▶ [PAGE EXTRACT]:
Thursday, October 22, 2009

Beads to aid in family planning

Researcher Caroline Mackenzie shows the necklace designed to help women keep track of their menstrual cycle in an interview on Thursday. Photo/JAMES NJUGUNA

Researcher Caroline Mackenzie shows the necklace designed to help women keep track of their menstrual cycle in an interview on Thursday. Photo/JAMES NJUGUNA 

By JOY WANJA

Women in search of an easier way to keep track of their menstrual cycle with the aim of planning their families now have a reason to smile.

A colour-coded string of beads called CycleBeads, which resembles a multi-coloured necklace, will assist women to count their cycle days.

The Standard Days Method was developed last year by two American research institutions in collaboration with Family Health International-Kenya in a bid to bridge the country’s unmet contraception needs.

“Women only need to note the changes in the colour of the beads to distinguish their fertile and safe days,” said Ms Caroline Mackenzie, a research associate involved in the study.

Using the beads, a woman can track her cycle and anticipate when pregnancy is most likely to occur between cycle days eight to 19.

A red bead marks the first day of the menstrual period and the woman is expected to move a small elastic band on the beads every day to track her fertility.

Twelve white beads represent fertile days, whereas the brown ones indicate days when pregnancy cannot occur.

The concept, developed by researchers at Georgetown University is already in use among women in Ijara District, North Eastern Province.

The method is on exhibition at the 8th International Conference on Urban Health which ends today at  the KICC, Nairobi. Delegates from more than 40 countries are attending.

Side effects

Ms Mackenzie recommends the method due to its suitability among women who are concerned about side effects or are bound by religion and culture dictates that prohibit other methods.

“The method is more than 95 per cent effective at preventing unwanted pregnancy without the side effects sometimes experienced with hormonal methods,” she said.

Ms Mackenzie says the method is fairly easy to use and suitable for women who do not want to mark dates on calendars or manually counting their cycle days.

▶ [TO DO]: Translate this sentence from the CycleBeads article into Spanish: "Twelve white beads represent fertile days, whereas the brown ones indicate days when pregnancy cannot occur."

▶ [RECORD EXCERPTS]:

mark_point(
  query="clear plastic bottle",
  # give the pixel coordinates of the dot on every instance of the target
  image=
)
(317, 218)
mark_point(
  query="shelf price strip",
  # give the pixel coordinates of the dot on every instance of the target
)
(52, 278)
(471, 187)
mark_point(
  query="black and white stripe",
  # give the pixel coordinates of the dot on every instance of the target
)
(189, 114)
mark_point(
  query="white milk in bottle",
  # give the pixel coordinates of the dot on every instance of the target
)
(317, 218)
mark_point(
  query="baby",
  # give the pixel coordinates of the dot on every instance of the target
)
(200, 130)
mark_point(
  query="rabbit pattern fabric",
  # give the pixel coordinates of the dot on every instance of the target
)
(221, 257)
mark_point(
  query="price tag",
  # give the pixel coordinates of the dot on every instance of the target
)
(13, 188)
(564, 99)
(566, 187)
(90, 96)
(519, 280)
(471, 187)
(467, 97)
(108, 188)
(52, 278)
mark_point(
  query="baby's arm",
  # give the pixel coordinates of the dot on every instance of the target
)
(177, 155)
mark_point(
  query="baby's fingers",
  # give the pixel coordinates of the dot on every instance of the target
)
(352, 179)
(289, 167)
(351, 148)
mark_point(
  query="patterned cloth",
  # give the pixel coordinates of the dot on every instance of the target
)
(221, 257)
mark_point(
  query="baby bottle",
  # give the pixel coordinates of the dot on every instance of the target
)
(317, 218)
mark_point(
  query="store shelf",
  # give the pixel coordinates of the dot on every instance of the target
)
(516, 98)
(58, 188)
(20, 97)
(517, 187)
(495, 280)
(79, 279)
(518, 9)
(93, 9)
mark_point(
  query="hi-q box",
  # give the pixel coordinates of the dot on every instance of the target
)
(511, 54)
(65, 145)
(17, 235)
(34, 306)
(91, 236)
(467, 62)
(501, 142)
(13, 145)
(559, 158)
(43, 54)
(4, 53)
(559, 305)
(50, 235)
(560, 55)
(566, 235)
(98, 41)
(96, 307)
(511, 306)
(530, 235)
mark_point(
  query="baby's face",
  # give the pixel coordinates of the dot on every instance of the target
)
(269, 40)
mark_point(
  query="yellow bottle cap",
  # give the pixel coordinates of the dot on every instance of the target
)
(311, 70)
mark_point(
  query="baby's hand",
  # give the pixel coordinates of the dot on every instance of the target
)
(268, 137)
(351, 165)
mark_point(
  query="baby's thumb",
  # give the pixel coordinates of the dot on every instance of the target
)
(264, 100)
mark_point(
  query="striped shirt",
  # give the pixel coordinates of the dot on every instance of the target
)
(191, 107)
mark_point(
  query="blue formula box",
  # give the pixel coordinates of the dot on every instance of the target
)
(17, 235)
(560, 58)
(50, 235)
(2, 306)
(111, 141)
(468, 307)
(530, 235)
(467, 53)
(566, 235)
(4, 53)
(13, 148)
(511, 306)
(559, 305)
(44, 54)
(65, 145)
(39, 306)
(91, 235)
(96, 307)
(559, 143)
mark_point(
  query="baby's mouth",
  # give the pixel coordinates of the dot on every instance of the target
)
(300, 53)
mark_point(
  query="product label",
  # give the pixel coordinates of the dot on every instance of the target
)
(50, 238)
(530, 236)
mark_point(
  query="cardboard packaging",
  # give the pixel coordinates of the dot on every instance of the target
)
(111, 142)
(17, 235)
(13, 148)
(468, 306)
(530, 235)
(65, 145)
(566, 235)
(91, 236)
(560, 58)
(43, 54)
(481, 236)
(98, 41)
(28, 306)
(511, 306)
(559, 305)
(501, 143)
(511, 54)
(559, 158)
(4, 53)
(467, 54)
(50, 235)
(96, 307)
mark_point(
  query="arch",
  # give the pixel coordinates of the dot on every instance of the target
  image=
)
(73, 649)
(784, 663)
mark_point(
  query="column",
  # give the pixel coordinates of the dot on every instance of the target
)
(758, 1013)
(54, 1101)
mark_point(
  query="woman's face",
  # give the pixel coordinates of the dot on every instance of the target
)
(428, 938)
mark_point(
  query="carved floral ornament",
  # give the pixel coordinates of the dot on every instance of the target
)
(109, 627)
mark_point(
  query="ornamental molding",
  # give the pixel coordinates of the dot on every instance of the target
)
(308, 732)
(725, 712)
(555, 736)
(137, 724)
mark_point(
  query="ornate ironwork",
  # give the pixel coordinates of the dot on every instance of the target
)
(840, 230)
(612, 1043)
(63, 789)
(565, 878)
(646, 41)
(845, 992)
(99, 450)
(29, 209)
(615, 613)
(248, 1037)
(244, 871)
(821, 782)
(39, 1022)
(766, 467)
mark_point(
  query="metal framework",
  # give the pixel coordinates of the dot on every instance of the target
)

▶ [FINISHED TASK]: Doce cuentas blancas representan los días fértiles, mientras que las marrones indican los días en que no puede producirse un embarazo.